- [PROBLEM TO WORK ON]
Rewrite the listing below from the line with "target | microphone stand" to the line with "column 195, row 187", swapping "every instance" for "each instance" and leaving everything else unchanged.

- [SUPPLIED MATERIAL]
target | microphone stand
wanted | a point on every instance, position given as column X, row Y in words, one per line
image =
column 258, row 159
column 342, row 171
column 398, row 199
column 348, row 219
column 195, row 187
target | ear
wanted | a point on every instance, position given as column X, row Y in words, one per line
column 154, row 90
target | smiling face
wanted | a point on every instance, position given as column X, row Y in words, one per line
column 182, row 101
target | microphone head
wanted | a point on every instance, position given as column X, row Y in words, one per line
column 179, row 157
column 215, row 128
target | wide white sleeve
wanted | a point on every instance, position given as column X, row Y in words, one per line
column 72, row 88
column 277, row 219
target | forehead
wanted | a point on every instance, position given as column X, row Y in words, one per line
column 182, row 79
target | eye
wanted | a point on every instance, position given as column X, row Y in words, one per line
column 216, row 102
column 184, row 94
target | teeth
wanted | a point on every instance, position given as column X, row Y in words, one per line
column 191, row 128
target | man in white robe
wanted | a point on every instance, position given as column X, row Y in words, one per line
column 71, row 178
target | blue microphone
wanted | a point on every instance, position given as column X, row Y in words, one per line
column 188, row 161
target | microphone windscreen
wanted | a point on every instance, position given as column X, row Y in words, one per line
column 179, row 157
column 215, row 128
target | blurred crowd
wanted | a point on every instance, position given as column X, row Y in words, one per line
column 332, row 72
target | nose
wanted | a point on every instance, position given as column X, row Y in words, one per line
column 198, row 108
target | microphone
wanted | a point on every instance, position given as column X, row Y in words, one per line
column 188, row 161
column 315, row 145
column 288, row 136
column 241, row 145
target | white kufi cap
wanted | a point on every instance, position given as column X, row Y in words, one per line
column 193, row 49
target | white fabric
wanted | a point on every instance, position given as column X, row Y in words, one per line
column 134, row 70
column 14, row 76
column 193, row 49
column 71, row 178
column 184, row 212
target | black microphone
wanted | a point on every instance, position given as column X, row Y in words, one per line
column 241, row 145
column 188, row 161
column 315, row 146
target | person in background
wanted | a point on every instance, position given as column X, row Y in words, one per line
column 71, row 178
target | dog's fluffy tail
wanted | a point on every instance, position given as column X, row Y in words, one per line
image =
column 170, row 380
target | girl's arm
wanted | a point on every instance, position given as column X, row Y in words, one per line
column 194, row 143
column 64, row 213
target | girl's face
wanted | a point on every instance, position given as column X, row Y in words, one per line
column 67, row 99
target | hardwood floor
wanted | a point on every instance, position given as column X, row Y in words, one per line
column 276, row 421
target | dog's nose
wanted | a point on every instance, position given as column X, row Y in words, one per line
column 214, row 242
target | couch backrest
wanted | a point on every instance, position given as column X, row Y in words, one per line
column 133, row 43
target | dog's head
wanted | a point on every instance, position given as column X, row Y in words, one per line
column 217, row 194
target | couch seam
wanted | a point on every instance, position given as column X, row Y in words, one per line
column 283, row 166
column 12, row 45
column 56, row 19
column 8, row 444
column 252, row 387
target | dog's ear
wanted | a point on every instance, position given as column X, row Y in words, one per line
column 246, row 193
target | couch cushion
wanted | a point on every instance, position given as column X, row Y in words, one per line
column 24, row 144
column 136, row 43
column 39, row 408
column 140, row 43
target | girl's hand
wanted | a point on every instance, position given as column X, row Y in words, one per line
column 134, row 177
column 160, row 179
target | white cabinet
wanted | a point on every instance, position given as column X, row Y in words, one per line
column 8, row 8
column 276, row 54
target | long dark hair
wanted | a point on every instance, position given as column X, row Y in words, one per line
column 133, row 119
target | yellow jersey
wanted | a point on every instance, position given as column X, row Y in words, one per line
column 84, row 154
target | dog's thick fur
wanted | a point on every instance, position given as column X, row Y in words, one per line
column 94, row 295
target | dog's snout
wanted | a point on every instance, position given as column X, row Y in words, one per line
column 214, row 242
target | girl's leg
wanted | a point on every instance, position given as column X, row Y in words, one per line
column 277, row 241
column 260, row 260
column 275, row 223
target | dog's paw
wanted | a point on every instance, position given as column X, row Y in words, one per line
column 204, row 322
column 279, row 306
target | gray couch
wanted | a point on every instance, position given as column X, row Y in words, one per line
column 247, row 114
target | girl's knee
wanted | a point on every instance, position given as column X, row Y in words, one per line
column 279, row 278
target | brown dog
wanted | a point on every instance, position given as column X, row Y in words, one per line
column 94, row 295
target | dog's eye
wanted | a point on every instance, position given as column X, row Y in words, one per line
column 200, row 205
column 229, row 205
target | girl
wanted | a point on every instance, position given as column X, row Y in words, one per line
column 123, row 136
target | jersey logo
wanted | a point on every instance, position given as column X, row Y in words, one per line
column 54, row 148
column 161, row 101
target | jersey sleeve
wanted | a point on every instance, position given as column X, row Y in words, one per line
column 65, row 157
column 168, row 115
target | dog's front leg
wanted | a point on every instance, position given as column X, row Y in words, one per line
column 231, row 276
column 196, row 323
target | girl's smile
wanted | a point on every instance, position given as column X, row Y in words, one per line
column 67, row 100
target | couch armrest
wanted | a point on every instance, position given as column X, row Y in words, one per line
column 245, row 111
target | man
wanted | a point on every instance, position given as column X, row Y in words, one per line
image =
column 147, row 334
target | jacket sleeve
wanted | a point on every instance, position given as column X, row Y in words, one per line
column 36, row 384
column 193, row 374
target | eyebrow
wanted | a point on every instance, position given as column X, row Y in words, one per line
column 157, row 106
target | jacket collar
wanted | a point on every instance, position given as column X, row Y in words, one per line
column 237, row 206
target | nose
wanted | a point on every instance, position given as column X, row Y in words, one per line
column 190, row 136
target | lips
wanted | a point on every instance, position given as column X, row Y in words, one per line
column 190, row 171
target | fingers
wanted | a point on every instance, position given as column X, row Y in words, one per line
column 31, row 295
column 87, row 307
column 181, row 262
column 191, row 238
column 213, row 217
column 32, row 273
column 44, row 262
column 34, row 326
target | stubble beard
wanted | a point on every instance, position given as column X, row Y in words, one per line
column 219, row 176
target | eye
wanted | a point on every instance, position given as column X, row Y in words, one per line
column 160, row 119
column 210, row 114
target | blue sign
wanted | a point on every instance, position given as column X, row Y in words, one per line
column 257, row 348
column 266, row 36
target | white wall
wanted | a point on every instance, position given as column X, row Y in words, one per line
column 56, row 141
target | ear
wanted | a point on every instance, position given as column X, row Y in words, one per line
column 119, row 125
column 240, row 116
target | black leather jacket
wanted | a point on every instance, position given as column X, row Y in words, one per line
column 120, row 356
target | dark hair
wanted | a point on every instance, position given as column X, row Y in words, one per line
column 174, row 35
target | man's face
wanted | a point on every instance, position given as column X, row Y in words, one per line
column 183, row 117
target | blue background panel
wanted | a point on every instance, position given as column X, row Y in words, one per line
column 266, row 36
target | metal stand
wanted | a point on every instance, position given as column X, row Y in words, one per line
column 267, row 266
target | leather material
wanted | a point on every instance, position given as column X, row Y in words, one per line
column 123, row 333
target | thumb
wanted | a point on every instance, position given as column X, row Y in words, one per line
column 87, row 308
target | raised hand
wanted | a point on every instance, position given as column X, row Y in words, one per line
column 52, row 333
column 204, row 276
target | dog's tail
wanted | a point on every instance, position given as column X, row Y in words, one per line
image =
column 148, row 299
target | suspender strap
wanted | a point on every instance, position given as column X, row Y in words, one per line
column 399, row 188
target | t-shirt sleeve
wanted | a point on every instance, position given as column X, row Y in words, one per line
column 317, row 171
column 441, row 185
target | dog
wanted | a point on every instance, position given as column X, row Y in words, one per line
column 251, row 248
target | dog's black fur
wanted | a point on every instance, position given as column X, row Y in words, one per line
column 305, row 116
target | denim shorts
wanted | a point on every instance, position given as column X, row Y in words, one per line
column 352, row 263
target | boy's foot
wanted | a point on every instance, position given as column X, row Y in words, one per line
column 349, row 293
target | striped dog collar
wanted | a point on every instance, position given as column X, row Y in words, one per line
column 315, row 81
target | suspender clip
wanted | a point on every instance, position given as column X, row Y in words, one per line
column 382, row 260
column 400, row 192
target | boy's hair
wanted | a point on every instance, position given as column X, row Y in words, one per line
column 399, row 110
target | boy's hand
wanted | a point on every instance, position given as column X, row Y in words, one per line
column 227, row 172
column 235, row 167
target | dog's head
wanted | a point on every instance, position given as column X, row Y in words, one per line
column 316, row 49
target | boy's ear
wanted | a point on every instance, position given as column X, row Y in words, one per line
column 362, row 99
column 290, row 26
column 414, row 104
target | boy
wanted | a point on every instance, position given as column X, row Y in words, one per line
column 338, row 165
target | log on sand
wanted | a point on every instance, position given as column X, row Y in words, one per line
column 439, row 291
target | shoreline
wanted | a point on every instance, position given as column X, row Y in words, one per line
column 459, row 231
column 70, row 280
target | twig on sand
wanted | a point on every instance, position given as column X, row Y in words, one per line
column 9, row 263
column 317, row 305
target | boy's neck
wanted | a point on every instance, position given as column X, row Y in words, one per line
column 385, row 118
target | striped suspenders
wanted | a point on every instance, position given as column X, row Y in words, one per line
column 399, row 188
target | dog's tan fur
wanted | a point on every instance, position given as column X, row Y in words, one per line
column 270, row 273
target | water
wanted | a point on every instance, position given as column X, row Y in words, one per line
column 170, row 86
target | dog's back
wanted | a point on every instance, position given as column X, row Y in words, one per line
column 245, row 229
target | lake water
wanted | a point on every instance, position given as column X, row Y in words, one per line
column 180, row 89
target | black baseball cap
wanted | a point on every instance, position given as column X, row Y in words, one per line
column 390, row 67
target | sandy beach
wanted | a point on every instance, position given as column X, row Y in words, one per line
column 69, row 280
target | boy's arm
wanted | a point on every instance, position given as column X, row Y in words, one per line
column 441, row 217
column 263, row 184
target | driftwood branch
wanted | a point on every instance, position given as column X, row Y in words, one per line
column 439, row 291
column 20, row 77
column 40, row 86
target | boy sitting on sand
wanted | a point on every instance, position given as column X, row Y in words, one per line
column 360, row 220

...

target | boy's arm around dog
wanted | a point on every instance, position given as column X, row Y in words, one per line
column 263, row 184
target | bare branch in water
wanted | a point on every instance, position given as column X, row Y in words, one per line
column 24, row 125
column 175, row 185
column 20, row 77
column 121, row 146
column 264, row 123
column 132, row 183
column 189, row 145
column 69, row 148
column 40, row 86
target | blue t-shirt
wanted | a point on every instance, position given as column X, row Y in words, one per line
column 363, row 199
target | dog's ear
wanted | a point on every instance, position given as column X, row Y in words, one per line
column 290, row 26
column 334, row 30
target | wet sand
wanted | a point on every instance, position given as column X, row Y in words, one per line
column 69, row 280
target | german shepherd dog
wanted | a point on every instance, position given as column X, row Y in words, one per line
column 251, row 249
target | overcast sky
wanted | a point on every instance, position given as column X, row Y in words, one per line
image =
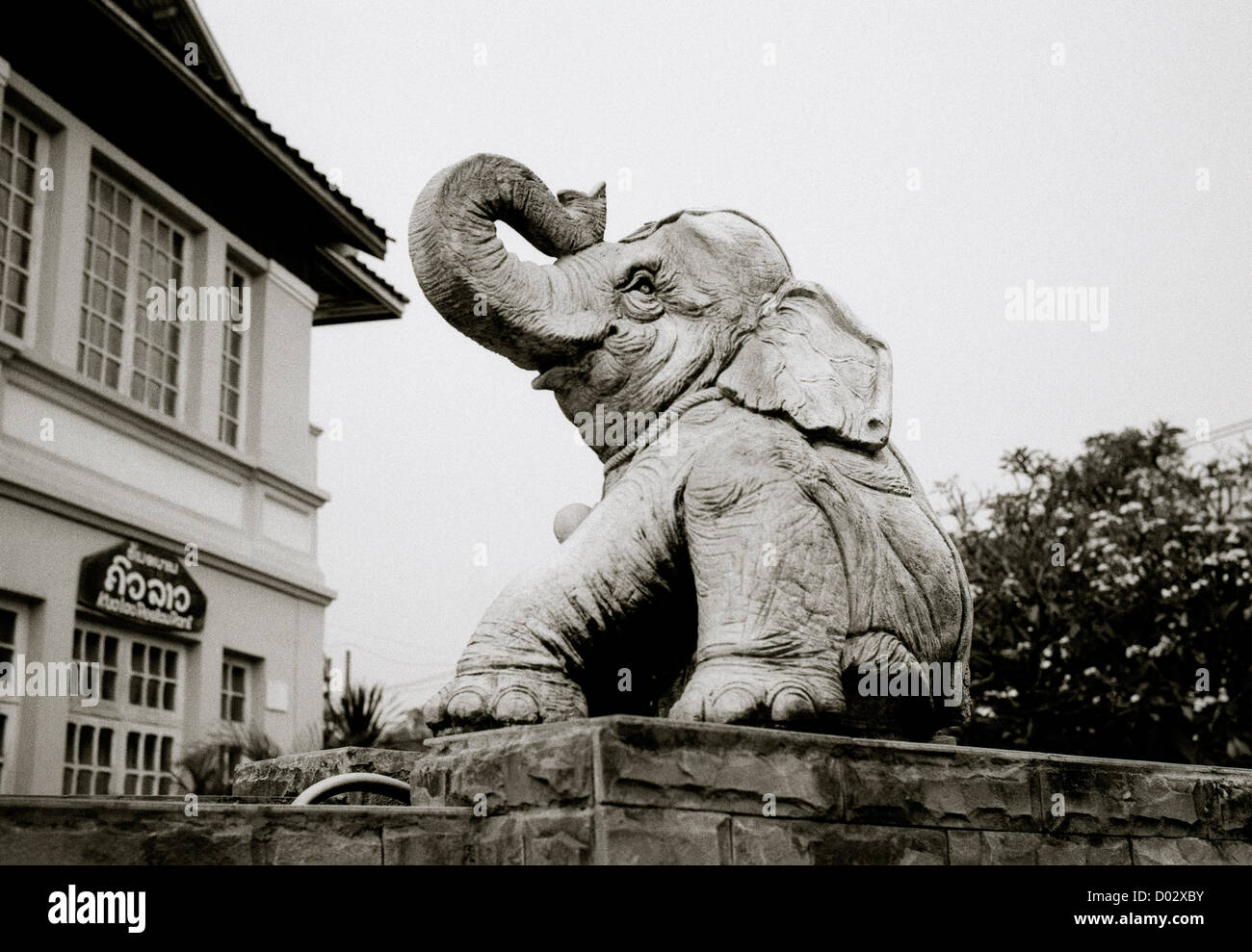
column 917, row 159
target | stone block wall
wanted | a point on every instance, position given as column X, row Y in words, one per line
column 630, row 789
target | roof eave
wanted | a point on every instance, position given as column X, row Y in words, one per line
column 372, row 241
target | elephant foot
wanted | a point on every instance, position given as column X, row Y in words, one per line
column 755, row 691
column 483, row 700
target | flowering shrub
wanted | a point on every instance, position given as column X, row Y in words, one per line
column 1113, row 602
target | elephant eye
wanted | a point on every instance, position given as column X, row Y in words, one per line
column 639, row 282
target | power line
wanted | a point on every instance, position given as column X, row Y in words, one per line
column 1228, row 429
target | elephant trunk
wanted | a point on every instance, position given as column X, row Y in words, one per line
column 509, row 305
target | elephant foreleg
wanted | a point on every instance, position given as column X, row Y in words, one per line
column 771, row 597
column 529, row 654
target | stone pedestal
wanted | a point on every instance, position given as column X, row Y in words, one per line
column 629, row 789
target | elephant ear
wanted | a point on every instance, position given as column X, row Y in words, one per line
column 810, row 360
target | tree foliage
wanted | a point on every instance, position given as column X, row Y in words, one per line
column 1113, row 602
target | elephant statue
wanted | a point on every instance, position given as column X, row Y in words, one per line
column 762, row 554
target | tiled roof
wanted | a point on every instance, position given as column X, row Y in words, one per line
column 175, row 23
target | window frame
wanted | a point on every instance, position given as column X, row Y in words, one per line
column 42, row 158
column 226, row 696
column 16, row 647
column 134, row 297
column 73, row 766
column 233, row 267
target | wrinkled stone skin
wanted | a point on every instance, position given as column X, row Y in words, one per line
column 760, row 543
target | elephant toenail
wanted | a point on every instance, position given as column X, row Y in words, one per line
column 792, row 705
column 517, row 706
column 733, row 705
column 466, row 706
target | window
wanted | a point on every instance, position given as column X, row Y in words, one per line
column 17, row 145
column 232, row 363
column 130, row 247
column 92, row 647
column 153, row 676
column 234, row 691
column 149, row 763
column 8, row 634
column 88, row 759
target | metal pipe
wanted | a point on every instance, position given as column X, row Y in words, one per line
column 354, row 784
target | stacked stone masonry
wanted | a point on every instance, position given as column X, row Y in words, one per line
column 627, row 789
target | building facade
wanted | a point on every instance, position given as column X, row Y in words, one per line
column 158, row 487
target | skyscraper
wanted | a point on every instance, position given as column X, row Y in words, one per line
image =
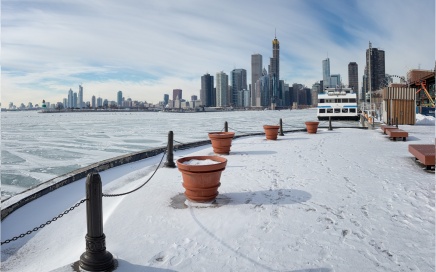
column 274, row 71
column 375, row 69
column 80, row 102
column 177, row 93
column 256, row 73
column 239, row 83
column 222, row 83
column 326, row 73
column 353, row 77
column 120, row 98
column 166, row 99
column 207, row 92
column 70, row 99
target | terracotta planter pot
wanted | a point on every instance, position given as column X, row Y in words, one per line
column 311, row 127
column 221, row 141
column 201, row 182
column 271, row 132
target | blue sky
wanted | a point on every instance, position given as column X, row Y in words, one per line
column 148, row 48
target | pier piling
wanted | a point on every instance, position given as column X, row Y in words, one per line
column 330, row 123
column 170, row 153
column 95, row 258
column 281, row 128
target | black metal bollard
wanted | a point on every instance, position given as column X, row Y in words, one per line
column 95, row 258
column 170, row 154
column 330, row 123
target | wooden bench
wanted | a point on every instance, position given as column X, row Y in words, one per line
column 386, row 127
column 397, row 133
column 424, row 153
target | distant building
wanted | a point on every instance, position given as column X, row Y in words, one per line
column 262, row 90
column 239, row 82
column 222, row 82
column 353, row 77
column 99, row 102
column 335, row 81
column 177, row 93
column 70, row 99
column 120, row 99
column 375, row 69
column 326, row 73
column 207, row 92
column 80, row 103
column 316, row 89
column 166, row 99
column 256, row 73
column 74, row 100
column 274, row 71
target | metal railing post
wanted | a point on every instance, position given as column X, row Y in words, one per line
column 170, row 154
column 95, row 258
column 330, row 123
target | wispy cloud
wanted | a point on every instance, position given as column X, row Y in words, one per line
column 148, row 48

- [ANSWER]
target | microphone stand
wanted | a point on each instance, position given as column X, row Y in words, one per line
image =
column 258, row 159
column 342, row 171
column 398, row 199
column 348, row 219
column 195, row 187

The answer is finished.